Pointing records:
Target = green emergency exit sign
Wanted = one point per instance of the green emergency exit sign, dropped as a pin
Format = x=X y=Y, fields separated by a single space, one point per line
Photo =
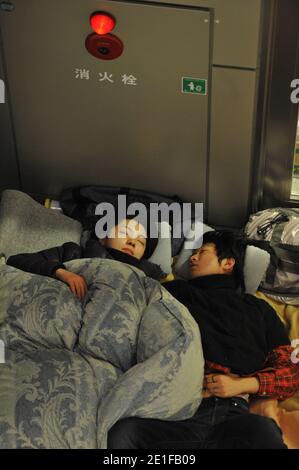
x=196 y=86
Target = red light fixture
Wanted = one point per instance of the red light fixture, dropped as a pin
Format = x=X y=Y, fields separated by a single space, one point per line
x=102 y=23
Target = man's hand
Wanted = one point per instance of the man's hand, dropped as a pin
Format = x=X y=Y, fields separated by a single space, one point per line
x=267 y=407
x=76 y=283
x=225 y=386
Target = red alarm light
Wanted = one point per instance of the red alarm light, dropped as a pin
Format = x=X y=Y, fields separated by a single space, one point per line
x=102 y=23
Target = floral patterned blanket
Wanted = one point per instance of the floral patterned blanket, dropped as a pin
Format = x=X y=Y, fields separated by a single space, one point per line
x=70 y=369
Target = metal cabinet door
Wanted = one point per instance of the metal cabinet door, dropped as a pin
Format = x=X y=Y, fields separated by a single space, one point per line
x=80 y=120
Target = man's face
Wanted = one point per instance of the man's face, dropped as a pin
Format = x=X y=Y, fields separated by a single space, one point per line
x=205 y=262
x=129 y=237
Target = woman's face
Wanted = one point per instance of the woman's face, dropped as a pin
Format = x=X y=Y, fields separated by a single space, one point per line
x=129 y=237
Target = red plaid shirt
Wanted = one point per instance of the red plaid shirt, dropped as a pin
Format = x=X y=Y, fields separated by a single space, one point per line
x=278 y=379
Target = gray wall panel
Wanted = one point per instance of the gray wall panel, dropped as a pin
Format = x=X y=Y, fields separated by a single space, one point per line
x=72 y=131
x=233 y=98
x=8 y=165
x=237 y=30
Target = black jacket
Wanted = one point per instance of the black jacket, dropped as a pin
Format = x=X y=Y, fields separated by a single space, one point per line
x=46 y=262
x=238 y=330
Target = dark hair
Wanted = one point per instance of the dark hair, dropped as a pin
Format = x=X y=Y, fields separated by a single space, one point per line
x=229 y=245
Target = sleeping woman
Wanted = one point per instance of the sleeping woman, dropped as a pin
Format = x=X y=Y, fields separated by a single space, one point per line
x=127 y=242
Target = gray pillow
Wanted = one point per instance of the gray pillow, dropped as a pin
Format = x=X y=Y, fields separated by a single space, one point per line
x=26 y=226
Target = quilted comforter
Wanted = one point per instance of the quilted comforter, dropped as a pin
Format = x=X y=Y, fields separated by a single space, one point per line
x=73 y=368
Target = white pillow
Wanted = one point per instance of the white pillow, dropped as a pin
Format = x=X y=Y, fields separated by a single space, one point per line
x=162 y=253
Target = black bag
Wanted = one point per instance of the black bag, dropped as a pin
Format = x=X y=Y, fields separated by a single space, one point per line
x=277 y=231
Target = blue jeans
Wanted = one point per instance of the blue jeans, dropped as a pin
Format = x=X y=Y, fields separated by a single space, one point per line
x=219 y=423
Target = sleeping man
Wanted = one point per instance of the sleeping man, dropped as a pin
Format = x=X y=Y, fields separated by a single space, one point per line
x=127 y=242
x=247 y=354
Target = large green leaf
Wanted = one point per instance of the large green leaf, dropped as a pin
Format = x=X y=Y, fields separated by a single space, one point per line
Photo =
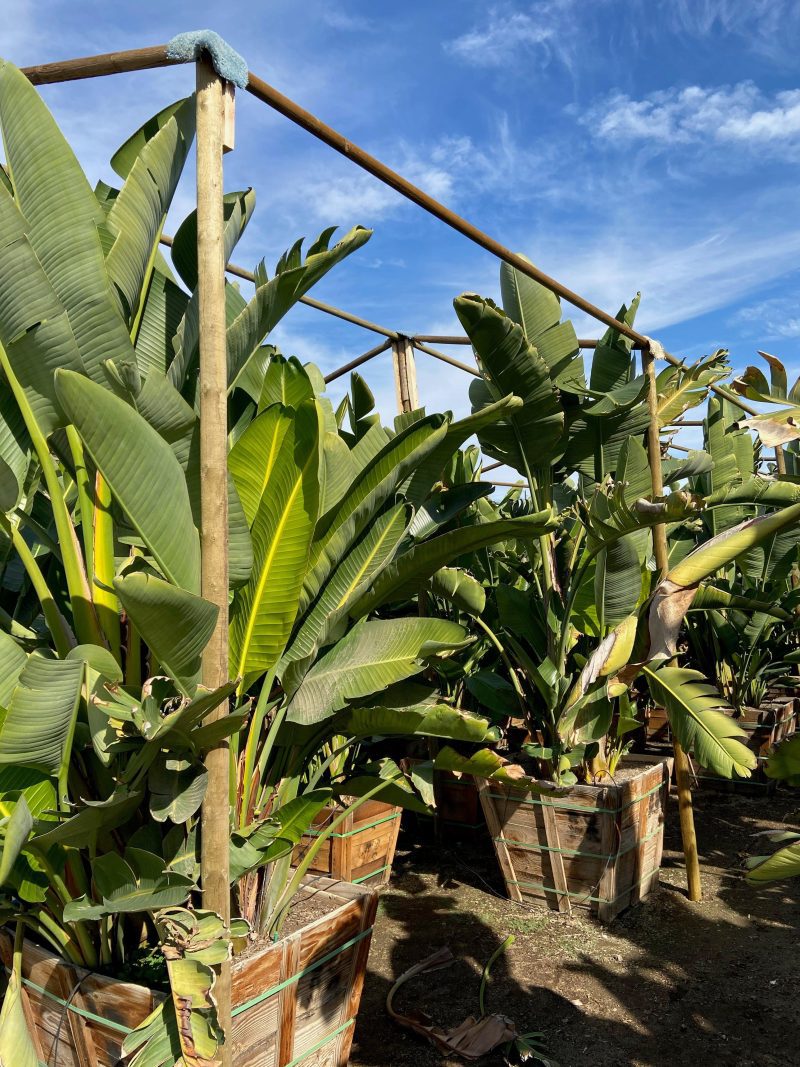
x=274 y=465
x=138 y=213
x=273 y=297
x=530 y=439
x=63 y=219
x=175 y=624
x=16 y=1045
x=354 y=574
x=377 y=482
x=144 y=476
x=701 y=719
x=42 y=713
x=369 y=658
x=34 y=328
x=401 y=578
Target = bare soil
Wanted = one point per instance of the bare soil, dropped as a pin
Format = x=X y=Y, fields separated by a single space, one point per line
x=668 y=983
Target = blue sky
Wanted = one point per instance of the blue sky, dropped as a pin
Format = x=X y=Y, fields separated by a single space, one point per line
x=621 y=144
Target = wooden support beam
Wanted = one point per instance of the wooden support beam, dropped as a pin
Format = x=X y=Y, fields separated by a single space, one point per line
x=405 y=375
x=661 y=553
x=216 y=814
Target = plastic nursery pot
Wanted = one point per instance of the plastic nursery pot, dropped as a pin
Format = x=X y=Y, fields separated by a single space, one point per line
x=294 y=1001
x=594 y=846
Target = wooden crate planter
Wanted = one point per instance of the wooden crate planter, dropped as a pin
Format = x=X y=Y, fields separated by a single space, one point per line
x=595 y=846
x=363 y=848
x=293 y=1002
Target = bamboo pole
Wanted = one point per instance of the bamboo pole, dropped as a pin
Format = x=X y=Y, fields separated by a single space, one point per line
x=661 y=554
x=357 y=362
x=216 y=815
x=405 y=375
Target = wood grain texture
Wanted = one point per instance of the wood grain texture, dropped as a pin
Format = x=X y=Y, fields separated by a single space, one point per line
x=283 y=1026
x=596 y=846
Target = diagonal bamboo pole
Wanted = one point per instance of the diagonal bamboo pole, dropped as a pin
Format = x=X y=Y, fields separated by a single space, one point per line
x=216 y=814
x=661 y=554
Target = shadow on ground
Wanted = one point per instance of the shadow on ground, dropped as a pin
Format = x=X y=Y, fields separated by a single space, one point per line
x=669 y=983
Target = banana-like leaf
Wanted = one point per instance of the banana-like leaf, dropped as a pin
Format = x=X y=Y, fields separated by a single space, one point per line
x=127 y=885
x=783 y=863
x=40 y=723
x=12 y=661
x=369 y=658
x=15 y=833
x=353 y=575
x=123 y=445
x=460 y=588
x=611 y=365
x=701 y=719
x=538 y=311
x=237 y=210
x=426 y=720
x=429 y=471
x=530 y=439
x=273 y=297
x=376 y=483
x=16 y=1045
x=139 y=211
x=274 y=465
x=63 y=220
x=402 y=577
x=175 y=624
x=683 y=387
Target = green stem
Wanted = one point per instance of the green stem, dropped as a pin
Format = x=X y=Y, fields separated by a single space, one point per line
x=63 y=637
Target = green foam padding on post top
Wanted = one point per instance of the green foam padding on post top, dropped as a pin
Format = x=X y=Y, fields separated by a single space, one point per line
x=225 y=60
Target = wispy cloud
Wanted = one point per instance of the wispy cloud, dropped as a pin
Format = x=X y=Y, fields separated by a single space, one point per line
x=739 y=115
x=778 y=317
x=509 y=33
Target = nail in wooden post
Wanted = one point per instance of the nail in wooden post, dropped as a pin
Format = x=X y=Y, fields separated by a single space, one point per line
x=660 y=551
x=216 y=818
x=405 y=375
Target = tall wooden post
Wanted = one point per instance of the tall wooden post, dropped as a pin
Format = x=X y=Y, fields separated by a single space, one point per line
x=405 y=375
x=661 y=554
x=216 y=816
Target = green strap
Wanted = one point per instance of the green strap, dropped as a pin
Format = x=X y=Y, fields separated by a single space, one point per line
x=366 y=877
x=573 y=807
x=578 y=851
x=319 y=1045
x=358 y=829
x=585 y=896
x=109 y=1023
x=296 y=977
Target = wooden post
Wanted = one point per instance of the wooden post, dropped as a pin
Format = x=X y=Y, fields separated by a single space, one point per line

What the task requires:
Rewrite all of the records above with "dropped as a pin" replaced by "placed as a marker" and everything else left unchanged. Omit the pictures from your version.

Exercise response:
Target = green emergency exit sign
Wanted = one point per instance of the green emergency exit sign, placed as a marker
Format = x=X y=Y, fields separated by a single space, one point per line
Photo =
x=196 y=86
Target = red light fixture
Wanted = one point per instance of the red light fixture, placed as a marker
Format = x=X y=Y, fields separated by a single space, one point per line
x=102 y=23
Target = man's hand
Wanted = one point per instance of the man's hand, placed as a marker
Format = x=X y=Y, fields separated by a single space, one point per line
x=267 y=407
x=76 y=283
x=225 y=386
Target = red alarm light
Wanted = one point per instance of the red alarm light, placed as a marker
Format = x=X y=Y, fields separated by a single space, one point per line
x=102 y=23
Target = floral patterned blanket
Wanted = one point per instance of the floral patterned blanket, placed as a marker
Format = x=X y=Y, fields separated by a single space, one point per line
x=70 y=369
Target = metal cabinet door
Wanted = one point per instance of the metal cabinet door, placed as a marker
Format = x=X y=Y, fields separated by a single space, one point per line
x=80 y=120
Target = man's face
Wanted = one point per instance of the man's face, placed as a marker
Format = x=X y=Y, fields separated by a single space, one point per line
x=205 y=262
x=129 y=237
Target = woman's face
Wanted = one point per instance of the woman's face, placed as a marker
Format = x=X y=Y, fields separated by a single space, one point per line
x=129 y=237
Target = red plaid shirt
Wanted = one point per instance of the red plaid shirt, placed as a marker
Format = x=X y=Y, fields separated by a single space, one point per line
x=278 y=379
Target = gray wall panel
Wanted = one point per instance of the gray wall panel, placed as a marker
Format = x=X y=Y, fields separated by a single space, one point per line
x=72 y=131
x=233 y=98
x=8 y=165
x=237 y=30
Target = black jacket
Wanted = one point per instance of the black jacket, placed as a marker
Format = x=X y=Y, fields separated by a single space, one point per line
x=46 y=262
x=238 y=330
Target = dark hair
Wanted = one point per instance of the dark hair, placed as a marker
Format = x=X y=Y, fields separated by a single space, one point per line
x=229 y=245
Target = sleeping woman
Wanted = one point per instance of the sleeping woman, placed as a marker
Format = x=X y=Y, fields separated by a single space, one point per line
x=127 y=242
Target = gray pillow
Wanted = one point per instance of the gray pillow, placed as a marker
Format = x=X y=Y, fields separated by a single space, one point per line
x=26 y=226
Target = quilted comforter
Wanted = one point per instance of the quilted comforter, placed as a marker
Format = x=X y=Y, fields separated by a single space, one point per line
x=73 y=368
Target = white pillow
Wanted = one point per instance of the white pillow, placed as a marker
Format = x=X y=Y, fields separated by a single space, one point per line
x=162 y=253
Target = black bag
Wanted = one point per instance of the black bag, placed as a marker
Format = x=X y=Y, fields separated by a single space, one point per line
x=277 y=231
Target = blue jeans
Wanted = one point per instance of the blue jeans, placed as a marker
Format = x=X y=Y, fields separated by a single space, one point per line
x=219 y=423
Target = sleeping man
Wanted = one point per instance of the sleeping man, placed as a marker
Format = x=X y=Y, fields separated by a single space, one point per line
x=127 y=242
x=247 y=354
Target = large green leaf
Wanted = one point per instance of the large green leaf, placed as a marker
Format = x=X y=Y, fields separated by a single space, one point per line
Photo =
x=274 y=465
x=138 y=213
x=273 y=297
x=530 y=439
x=63 y=219
x=175 y=624
x=16 y=1045
x=354 y=574
x=377 y=482
x=144 y=476
x=701 y=719
x=42 y=713
x=369 y=658
x=34 y=328
x=401 y=578
Target = bare soil
Wanted = one point per instance of the bare soil, placed as a marker
Format = x=X y=Y, fields separated by a single space, one point per line
x=668 y=983
Target = blue sky
Wanted = one point per instance of the blue sky, placed as a marker
Format = x=X y=Y, fields separated by a single space, one point per line
x=621 y=144
Target = wooden support beam
Wanted = one point per instance of the wooden support beam, placed as a marker
Format = x=X y=Y, fields separated by a single space, one point per line
x=405 y=375
x=661 y=553
x=216 y=814
Target = plastic nursery pot
Wanted = one point per instance of the plastic nursery pot, placed as a marker
Format = x=X y=Y, fields separated by a single space, one point per line
x=294 y=1001
x=594 y=846
Target = wooden crate planter
Wanted = one point per instance of the wooden crate planter, placed as a marker
Format = x=X y=Y, fields separated by a single space, one point per line
x=595 y=846
x=363 y=848
x=293 y=1002
Target = bamboo pole
Wanted = one point per instance of the bamboo pole, placed as a marker
Format = x=X y=Y, fields separated by a single space, one point per line
x=661 y=554
x=357 y=362
x=216 y=815
x=405 y=375
Target = wood grain texture
Wanted = one point per instance of the wood grain texture, placed as a marker
Format = x=X y=Y, fields separated by a single space, one point per line
x=283 y=1026
x=596 y=846
Target = diagonal bamboo pole
Wanted = one point per instance of the diagonal bamboo pole, placed as a marker
Format = x=X y=Y, fields separated by a single space, one point per line
x=216 y=814
x=661 y=554
Target = shadow on ground
Wanted = one point per instance of the shadow on ground, placed as a marker
Format = x=X y=Y, fields separated by a single space, one point per line
x=669 y=983
Target = banana-like leaf
Wanted = one point per instance of the banana-like leaf, placed as a marker
Format = x=X y=Y, fields separated by a single space, one point per line
x=127 y=885
x=783 y=863
x=40 y=723
x=12 y=661
x=369 y=658
x=15 y=833
x=353 y=575
x=123 y=445
x=460 y=588
x=611 y=365
x=701 y=719
x=538 y=311
x=237 y=210
x=426 y=720
x=429 y=471
x=530 y=439
x=273 y=297
x=376 y=483
x=16 y=1045
x=139 y=211
x=274 y=465
x=63 y=220
x=402 y=577
x=175 y=624
x=683 y=387
Target = green stem
Wanted = one point per instance of the green stem, placed as a marker
Format = x=X y=Y, fields separated by a single space, one point per line
x=63 y=637
Target = green foam padding on post top
Wanted = one point per instance of the green foam padding on post top, placed as a marker
Format = x=X y=Y, fields separated by a single space, one point per line
x=225 y=60
Target = wispy cloud
Wanted = one point per instance of the wispy cloud, placed as a marker
Format = x=X y=Y, fields separated by a single space, one point per line
x=739 y=115
x=778 y=317
x=509 y=33
Target = nail in wooden post
Wanted = one point per instance of the nail in wooden post, placed as a marker
Format = x=X y=Y, fields separated by a single space, one point per line
x=660 y=551
x=216 y=818
x=405 y=375
Target = tall wooden post
Wanted = one point per instance of the tall wooden post, placed as a marker
Format = x=X y=Y, fields separated by a single space, one point per line
x=405 y=375
x=661 y=554
x=216 y=816
Target = green strap
Wanted = one point per instance of the green strap, placed as a marker
Format = x=X y=Y, fields separated by a single space, one point per line
x=366 y=877
x=573 y=807
x=578 y=851
x=319 y=1045
x=358 y=829
x=585 y=896
x=109 y=1023
x=296 y=977
Target = wooden post
Wanted = one point per instance of the wooden post, placed as a marker
Format = x=X y=Y, fields separated by a single space, one point per line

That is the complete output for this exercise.